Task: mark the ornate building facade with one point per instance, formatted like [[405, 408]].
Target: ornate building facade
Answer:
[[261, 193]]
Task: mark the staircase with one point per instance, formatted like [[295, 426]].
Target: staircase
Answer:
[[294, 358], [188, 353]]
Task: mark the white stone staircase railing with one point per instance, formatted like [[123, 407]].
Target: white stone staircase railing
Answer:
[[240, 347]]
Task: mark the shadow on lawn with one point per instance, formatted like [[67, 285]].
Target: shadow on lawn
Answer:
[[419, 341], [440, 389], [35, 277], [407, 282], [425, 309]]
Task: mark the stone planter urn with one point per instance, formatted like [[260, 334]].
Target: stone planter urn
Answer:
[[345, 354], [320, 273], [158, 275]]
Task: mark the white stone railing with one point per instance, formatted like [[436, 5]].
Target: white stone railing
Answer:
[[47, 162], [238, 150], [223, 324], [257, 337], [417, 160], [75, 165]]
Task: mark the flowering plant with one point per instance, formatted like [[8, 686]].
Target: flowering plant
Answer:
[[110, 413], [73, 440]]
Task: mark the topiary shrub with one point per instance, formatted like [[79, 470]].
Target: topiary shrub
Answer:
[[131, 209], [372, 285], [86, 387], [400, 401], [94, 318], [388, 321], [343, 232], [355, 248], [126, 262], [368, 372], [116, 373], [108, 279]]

REQUIREMENT:
Retype every entry exactly.

EXERCISE OUTPUT:
Task: mark the ornate building facade with one point per instance, formatted like [[405, 408]].
Target: ornate building facade
Answer:
[[261, 193]]
Task: mark the staircase with one point per instance, formatted like [[295, 426]].
Target: staircase
Answer:
[[294, 358], [188, 353]]
Task: mark the white stone staircase railing with one point per instance, formatted like [[123, 407]].
Target: white stone staircase railing
Answer:
[[240, 347]]
Task: mark the shadow on lawn with one point per instance, formatted like [[67, 285]].
Target: shadow on lawn
Answer:
[[419, 341], [440, 389], [35, 277], [407, 282], [425, 309]]
Task: mark the stone planter urn with one point per instance, formatted like [[260, 334]].
Target: stone planter urn
Answer:
[[345, 354], [320, 273], [158, 275]]
Task: mark the white stone railing with one point per instance, formatted like [[436, 5]].
Target: white stone railing
Answer:
[[47, 162], [238, 150], [223, 324], [257, 337], [417, 160], [75, 165]]
Task: mark the flowering plant with one point per instance, formatted like [[8, 686]].
Target: flowering plant
Answer:
[[110, 413], [73, 440]]
Task: mark the topiary shrub with one point per instance, formatted like [[79, 470]].
Target: topiary shrub
Answer:
[[131, 209], [372, 285], [86, 387], [400, 401], [94, 318], [388, 321], [343, 232], [355, 248], [126, 262], [368, 372], [116, 373], [108, 279]]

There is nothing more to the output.